> _Required work_
Reproduce the records below in their entirety, character for character.

> _Source records_

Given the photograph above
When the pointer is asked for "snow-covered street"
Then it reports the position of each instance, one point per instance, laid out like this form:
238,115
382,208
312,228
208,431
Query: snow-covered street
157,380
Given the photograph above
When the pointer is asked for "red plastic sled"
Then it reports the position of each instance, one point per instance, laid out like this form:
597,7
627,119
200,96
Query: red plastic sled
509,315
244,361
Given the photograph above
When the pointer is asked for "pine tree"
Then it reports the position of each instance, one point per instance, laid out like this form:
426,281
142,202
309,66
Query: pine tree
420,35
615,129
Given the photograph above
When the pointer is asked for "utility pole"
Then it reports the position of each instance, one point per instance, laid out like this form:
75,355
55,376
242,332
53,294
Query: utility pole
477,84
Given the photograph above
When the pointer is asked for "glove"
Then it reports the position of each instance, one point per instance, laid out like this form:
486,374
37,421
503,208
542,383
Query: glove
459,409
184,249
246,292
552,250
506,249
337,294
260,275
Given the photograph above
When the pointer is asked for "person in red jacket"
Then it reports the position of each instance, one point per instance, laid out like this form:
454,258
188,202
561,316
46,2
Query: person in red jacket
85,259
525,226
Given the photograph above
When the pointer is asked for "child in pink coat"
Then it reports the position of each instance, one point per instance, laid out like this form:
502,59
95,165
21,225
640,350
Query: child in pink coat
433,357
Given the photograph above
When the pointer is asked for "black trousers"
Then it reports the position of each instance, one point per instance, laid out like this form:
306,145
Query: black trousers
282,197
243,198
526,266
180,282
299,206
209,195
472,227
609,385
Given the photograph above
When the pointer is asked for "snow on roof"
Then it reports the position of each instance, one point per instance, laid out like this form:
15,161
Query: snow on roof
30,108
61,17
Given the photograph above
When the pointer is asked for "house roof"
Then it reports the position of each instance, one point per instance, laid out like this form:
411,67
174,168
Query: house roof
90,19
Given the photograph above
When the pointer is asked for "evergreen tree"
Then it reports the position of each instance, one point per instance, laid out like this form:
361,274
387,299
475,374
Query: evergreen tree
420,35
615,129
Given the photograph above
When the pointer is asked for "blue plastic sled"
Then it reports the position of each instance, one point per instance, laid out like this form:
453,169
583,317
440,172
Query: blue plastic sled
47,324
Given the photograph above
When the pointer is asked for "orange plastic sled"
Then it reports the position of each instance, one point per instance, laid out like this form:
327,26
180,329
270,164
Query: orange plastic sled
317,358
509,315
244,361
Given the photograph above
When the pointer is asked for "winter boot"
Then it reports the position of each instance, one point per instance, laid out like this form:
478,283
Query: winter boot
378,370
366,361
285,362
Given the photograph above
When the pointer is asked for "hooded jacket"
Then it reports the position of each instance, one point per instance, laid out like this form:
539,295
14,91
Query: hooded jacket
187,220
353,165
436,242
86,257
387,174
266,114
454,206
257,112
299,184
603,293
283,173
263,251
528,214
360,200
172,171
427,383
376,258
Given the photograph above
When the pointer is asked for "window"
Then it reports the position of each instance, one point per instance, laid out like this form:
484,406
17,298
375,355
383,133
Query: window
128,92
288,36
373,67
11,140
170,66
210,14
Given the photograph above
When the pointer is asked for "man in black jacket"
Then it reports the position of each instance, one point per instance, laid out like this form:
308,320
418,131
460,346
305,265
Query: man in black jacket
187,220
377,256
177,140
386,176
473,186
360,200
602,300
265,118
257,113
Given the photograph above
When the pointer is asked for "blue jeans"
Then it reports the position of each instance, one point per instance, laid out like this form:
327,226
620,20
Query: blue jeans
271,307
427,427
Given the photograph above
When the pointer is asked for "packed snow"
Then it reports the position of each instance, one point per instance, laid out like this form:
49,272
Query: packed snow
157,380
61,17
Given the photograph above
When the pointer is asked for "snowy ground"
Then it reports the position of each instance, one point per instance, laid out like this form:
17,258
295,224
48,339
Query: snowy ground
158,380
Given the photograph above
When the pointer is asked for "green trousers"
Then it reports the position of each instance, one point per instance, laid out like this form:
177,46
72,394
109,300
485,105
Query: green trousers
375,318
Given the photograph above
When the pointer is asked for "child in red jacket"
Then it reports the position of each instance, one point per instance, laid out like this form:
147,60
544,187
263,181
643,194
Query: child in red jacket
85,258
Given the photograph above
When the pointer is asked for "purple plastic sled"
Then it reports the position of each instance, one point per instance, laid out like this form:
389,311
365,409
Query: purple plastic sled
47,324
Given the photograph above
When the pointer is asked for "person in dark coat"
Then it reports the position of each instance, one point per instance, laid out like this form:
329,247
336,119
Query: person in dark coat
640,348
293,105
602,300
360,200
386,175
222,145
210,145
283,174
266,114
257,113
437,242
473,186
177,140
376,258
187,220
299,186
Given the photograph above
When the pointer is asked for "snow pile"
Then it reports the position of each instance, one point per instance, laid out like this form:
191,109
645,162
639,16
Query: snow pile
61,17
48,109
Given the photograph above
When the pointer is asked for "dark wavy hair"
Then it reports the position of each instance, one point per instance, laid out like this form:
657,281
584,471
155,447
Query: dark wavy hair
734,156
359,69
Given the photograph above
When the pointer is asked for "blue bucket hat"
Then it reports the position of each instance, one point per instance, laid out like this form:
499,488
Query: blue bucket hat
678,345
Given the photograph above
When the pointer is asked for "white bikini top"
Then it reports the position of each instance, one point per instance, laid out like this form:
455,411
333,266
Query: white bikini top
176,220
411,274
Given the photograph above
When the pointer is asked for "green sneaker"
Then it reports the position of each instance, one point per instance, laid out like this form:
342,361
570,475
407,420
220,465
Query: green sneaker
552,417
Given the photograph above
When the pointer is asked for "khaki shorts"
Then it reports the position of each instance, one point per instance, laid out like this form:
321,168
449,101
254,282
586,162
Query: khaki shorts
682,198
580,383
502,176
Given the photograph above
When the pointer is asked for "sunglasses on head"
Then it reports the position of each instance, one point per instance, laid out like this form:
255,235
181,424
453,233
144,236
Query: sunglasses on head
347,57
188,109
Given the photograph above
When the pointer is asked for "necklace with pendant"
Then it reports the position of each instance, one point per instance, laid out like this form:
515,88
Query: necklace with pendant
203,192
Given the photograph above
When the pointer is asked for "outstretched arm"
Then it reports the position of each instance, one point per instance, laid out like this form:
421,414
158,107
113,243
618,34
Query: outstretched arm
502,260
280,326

> _Reply to the task_
Given the photograph above
When the pointer is asked for "snow-covered street"
Then it reports the position of each instance, one point per instance, laid out like this form:
238,115
382,208
312,228
208,431
Query: snow-covered street
157,380
Given the photograph above
When the pointer is asked for "red plastic sled"
Then it reports the position of each instance, one point per instance, laid out like this form:
597,7
627,119
200,96
Query: red plastic sled
509,315
244,361
Given the photograph above
When the pointer is asked for "pine tree"
Then it reports the position of each instance, one point per instance, laid out like this form:
426,281
142,202
309,66
Query: pine tree
420,35
615,129
Given the photograph above
When the pointer is asked for "utility pole"
Then it reports the position of each instance, one point per instance, laid out like this form:
75,355
55,376
242,332
53,294
Query: utility pole
477,84
Given the photograph above
When the pointer is asked for "glove"
Then it reports the position of each instance, one point per instance, laid out like this form:
486,374
37,421
503,208
542,383
Query: glove
459,409
184,249
246,292
552,250
506,249
337,294
260,275
Given the photograph above
When the pointer is asked for "person in red jacket"
Then it reports the position of each instance, one point per instance, laid out like this form:
454,258
188,202
561,316
46,2
Query: person in red jacket
85,259
525,226
Given the photograph above
When the pointer is asked for "child in pink coat"
Then it reports the position of each instance, one point per instance, laid out like this form:
502,59
95,165
21,225
640,350
Query: child in pink coat
433,357
Given the photograph above
When the pointer is asked for "black trousers"
Then it reports the position of each instance, one point per instance, laid out like this form:
306,145
Query: black trousers
282,197
243,198
526,266
180,282
299,206
209,195
472,227
609,385
Given the photograph above
When the pointer is asked for "snow on roof"
Then it reports the position of each instance, one point per instance, laid out like this form:
15,161
Query: snow on roof
30,108
61,17
Given the photograph above
When the pointer is asked for "house roof"
Then it reports the position of each instance, one point per instance, laid out like this form:
411,67
174,168
Query: house roof
90,19
Given the photograph above
When the pointer is asked for "evergreen tree"
Then it reports the position of each instance, one point per instance, laid out like this form:
361,274
387,299
475,374
Query: evergreen tree
420,35
615,129
Given the photograph above
When the pointer is asked for "blue plastic sled"
Then it reports the position of each instance, one point per instance, laid out like this form:
453,169
583,317
440,172
Query: blue plastic sled
47,324
Given the photograph above
When the pointer is asked for "orange plastic sled"
Then it reports the position of each instance, one point per instance, laid out like this form:
327,26
180,329
270,164
Query: orange plastic sled
317,358
509,315
244,361
Given the photograph above
When the pointer is asked for "winter boot"
Then it reports the position of each instance, one point per instance, laid out like this form:
478,283
Query: winter boot
378,370
366,361
285,362
Given the photograph above
When the pointer is asked for "hooded jacket"
Then it reports the position of each instance, one point per instance, laid out like this form:
539,295
14,91
Query: hooded jacket
187,220
353,165
436,242
86,257
387,174
266,114
454,206
257,112
299,184
603,293
283,173
263,251
528,214
360,200
172,171
427,383
376,258
Given the photograph above
When the pointer is asked for "window"
Then it reports the position of each instance, one point per instance, laid out like this form:
484,406
17,298
375,355
383,133
Query: window
128,92
288,36
373,67
11,140
170,66
210,14
Given the photograph above
When the pointer is asked for "man in black jacket"
Then it reports the position of each instance, one point per instance, laid out like this form:
308,320
418,131
460,346
305,265
Query: man in black jacket
187,220
377,256
177,140
386,176
473,186
360,200
602,300
265,118
257,113
Given the photograph above
When the pointer is asked for "blue jeans"
Then it reports the position of each instance, one point per instance, laid out like this form:
327,226
620,20
Query: blue jeans
271,307
427,427
Given the photograph above
When the pointer is asked for "packed snow"
Then it reports the position of each instance, one point per instance, laid out like this form:
49,272
Query: packed snow
157,380
61,17
Given the photograph above
When the pointer is asked for "snowy ground"
Then it reports the position of each instance, one point per instance, laid out like this form:
17,258
295,224
48,339
Query: snowy ground
158,380
Given the photograph above
When the pointer is asked for "green trousers"
Then it reports the position of each instance, one point per instance, laid out like this form:
177,46
72,394
109,300
485,105
Query: green trousers
375,318
Given the photograph above
When the pointer is asked for "child in red jacket"
Then it reports the position of each instance, one point per instance, laid out like this form:
147,60
544,187
263,181
643,194
Query: child in red jacket
85,258
Given the photograph above
When the pointer is asked for "purple plastic sled"
Then it reports the position of each instance, one point per instance, laid out like this form:
389,311
365,409
Query: purple plastic sled
47,324
Given the photograph above
When the pointer is asked for "person in dark coat"
Then it reports the position of each instance, one point per instance, laid out like this form:
329,247
336,119
Query: person in dark coat
640,348
293,105
602,300
360,200
386,175
222,145
210,145
283,174
266,114
257,113
437,242
473,186
177,140
376,258
187,220
299,186
Given the photograph above
When the pointer is asked for "snow pile"
Then it reports the position of each instance, one point per instance, laid out like this form:
191,109
645,162
639,16
Query: snow pile
61,17
48,109
Given the photograph above
When the pointer is asked for "dark wavy hair"
Then it reports the position of each instance, one point per instance, laid out like this form:
657,281
584,471
155,447
Query: dark wavy hair
734,156
359,69
Given the photograph above
When the pointer is asked for "blue bucket hat"
Then it reports the position of each instance, one point per instance, laid out like this form:
499,488
Query: blue bucket hat
678,345
Given the photograph above
When the pointer is asked for "white bikini top"
Then it reports the position of each instance, one point per instance, laid out like this form:
455,411
333,266
Query: white bikini top
176,220
411,274
Given the photograph above
When the pointer is asked for "green sneaker"
Then it reports the position of each instance, one point per instance, laid out like this form:
342,361
570,475
407,420
220,465
Query: green sneaker
552,417
Given the photograph above
When the pointer is asked for "khaki shorts"
Then it reports the position of each instance, one point per instance, laid out like this form:
321,168
449,101
254,282
586,162
Query: khaki shorts
682,198
580,383
502,176
Given the photograph above
When the pointer is asked for "sunglasses on head"
Then it reports the position of each instance, one point per instance, laid out like this form:
255,235
181,424
453,233
144,236
Query: sunglasses on head
347,57
188,109
Given the photograph above
When the pointer is asked for "necklace with pendant"
Then it reports the position of each instance, one point per instance, laid out like this form:
515,88
Query: necklace with pendant
203,192
Given the photograph above
When the pointer is asked for "outstretched arm"
Then it reports the position of each instance, one point per instance, laid out like this form:
421,414
158,107
113,243
618,34
Query: outstretched arm
502,260
280,326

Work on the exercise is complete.